PROBLEMS AND TASKS:
1. List every person and organization named in the bond market extract.
2. Answer these questions from the bond market extract:
(a) Which sale received the highest average bid-to-cover ratio since 2020?
(b) At what time will the US bond market shut?
(c) Which two conditions in Britain are driving concerns about UK assets?
3. Carry on the bond market extract, starting after its last sentence.

[[ EXTRACT, beginning ]]

However, higher yields proved sufficiently tempting to draw investors back into the market, with a Japanese auction of 30-year bonds on Thursday receiving the highest average bid-to-cover ratio since 2020. A similar sale of 30-year US Treasuries on Wednesday also saw strong interest.
“We see these rebounds in yields as a great opportunity to lock in income, particularly for investors who are still sitting on too much cash,” Manpreet Gill, chief investment officer for Africa, Middle East and Europe at Standard Chartered, told Bloomberg TV. “We think yields can still fall further.”
The US bond market will shut at 2 p.m. New York time in observance of a national day of morning for former President Jimmy Carter. The stock market will be closed.
European bonds bucked the wider trend, however, as gilts stayed under pressure and the selloff in UK assets extended further. The moves are driven by concerns over Britain’s toxic mix of sticky inflation and sluggish growth, which is sending more traders to the exit.

[[ EXTRACT, end ]]
[[ AVAILABLE DATA, beginning ]]

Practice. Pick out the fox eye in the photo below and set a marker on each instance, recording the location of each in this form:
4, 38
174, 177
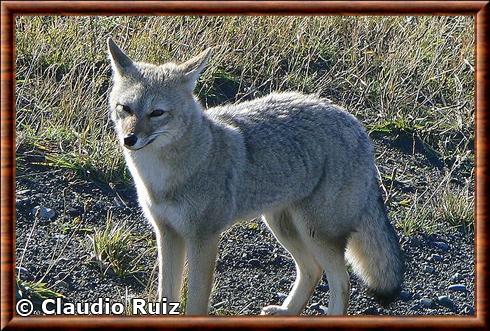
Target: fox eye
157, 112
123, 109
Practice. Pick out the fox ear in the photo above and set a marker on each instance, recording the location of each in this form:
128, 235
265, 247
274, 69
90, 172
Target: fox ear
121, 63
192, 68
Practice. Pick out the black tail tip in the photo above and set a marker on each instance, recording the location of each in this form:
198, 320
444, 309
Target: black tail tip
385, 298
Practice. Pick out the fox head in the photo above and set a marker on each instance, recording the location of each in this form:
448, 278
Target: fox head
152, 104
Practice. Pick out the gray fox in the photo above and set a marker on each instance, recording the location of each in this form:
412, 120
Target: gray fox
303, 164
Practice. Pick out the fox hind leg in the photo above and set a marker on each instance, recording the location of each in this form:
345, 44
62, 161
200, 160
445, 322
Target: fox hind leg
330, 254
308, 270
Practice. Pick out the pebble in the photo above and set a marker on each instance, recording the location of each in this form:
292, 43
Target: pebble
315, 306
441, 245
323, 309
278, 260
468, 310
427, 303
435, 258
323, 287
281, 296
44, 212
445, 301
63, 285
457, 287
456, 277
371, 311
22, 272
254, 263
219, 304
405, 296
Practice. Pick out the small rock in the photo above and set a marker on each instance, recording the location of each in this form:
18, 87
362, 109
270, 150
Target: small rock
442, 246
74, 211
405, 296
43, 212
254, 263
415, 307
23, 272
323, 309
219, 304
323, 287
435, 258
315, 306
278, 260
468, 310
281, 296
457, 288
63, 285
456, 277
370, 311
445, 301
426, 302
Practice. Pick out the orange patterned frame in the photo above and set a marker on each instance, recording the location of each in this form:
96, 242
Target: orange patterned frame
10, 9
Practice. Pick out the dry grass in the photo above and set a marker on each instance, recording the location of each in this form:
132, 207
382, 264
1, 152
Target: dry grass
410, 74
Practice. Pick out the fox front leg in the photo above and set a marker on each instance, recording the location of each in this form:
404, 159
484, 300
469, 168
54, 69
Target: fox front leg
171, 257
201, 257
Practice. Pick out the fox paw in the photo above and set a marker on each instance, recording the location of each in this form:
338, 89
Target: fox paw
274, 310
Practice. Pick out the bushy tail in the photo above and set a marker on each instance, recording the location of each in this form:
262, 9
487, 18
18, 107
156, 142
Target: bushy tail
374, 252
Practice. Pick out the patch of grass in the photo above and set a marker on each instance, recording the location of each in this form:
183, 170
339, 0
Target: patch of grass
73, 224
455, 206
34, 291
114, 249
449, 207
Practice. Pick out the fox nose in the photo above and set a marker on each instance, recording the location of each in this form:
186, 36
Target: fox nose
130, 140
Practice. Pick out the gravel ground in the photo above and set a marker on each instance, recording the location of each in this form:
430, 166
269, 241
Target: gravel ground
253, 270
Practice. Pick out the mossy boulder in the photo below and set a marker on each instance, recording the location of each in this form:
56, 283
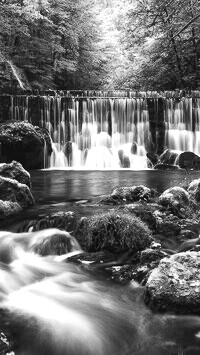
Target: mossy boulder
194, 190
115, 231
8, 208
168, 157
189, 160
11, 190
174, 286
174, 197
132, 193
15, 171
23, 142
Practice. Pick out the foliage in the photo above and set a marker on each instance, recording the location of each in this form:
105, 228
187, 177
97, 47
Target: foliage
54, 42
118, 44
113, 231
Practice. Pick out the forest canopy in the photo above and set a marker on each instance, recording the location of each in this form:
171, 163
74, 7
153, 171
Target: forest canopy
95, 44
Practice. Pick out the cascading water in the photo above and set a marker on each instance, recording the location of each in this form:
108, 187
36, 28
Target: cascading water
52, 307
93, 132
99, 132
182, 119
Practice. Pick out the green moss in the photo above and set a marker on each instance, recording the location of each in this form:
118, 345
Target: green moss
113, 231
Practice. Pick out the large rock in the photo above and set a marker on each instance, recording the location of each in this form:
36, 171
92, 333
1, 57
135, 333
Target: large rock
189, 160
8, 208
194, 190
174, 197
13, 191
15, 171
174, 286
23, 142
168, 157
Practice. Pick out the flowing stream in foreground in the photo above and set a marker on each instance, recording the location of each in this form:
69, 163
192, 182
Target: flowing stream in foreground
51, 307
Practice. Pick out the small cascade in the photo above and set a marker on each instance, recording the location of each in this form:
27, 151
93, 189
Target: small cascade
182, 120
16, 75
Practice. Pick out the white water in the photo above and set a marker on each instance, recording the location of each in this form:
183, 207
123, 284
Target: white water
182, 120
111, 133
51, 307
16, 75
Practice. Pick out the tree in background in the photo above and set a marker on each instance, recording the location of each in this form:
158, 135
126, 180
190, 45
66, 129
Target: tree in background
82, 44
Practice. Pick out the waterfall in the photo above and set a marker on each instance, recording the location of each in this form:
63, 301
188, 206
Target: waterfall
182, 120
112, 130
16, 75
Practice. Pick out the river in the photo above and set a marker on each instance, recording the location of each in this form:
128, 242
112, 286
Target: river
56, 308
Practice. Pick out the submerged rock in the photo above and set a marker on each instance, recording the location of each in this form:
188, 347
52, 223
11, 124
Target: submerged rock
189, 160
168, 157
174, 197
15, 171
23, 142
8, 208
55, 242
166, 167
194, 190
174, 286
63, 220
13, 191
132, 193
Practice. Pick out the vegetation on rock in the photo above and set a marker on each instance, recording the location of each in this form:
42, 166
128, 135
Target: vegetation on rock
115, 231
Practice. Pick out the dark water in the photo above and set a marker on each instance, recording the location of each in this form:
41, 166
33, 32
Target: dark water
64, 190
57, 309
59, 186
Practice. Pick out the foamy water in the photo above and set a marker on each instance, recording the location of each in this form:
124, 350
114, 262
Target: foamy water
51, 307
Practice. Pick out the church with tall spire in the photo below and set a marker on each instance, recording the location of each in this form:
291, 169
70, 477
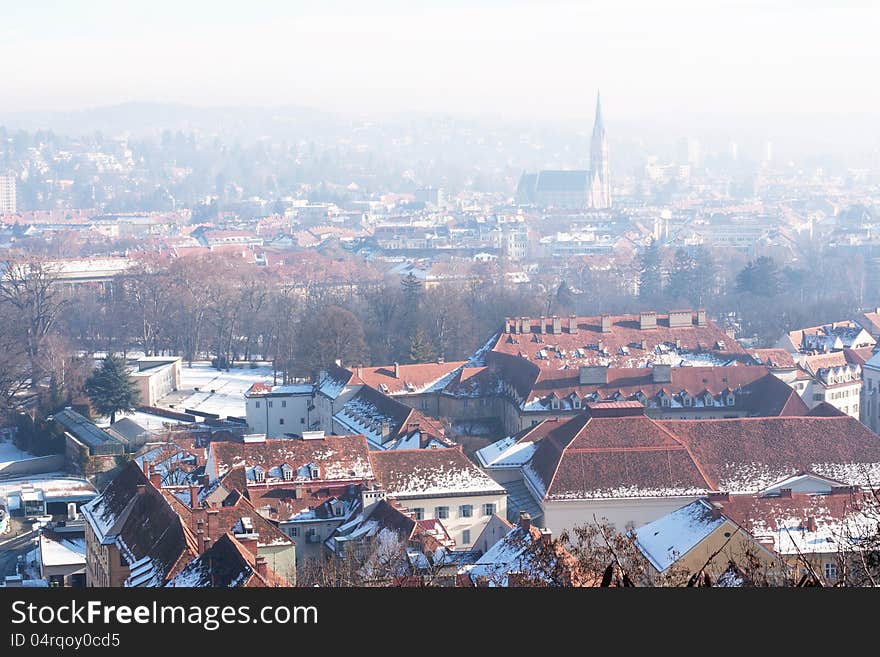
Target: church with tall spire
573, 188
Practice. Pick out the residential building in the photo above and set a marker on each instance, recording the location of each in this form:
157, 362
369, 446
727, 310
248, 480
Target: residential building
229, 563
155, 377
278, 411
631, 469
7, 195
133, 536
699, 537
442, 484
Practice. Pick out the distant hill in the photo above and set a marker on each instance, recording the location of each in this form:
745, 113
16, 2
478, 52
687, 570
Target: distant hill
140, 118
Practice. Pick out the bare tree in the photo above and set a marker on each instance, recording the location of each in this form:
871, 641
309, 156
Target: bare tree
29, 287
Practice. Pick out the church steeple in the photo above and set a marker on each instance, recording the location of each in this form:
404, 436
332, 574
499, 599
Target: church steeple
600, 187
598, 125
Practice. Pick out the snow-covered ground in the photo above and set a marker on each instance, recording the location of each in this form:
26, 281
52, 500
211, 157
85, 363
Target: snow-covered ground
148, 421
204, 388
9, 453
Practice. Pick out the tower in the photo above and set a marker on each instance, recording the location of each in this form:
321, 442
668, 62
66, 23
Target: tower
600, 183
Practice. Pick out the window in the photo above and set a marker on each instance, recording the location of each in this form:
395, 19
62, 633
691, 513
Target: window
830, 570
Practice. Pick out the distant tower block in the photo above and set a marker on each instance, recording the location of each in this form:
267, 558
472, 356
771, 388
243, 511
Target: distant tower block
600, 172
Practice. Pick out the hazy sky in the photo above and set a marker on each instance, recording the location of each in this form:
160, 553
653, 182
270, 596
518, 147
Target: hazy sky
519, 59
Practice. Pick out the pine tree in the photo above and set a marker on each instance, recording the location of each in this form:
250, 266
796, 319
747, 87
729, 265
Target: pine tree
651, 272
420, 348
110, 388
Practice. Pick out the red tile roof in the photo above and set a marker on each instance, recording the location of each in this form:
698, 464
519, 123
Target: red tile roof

[[ AVAILABLE DATA, end ]]

RESPONSES FOR EACH TASK:
1. Manpreet Gill, Standard Chartered, Bloomberg TV, Jimmy Carter

2.
(a) A Japanese auction of 30-year bonds on Thursday
(b) 2 p.m. New York time
(c) Sticky inflation and sluggish growth

3.
The yield on 10-year gilts rose a further 3 basis points to 4.82%, after hitting the highest level since 2008 on Wednesday. The pound fell 0.7% to a level last seen in 2023. The FTSE 250 continued its slump for a third day.
“UK assets are going to struggle going forward,” said Sophie Huynh, a senior cross-asset strategist at BNP Paribas Asset Management. “Weaker growth momentum in the UK is really not priced in yet.”
Global stocks also remained under pressure. Nasdaq 100 futures slipped and Europe’s Stoxx 600 was little changed, following on from a weak session in Asia.
In currency markets, the dollar edged higher, while the yen strengthened toward 158 against the greenback. Japanese workers’ base salaries grew the most in 32 years, offering potential support for the central bank to raise rates this month.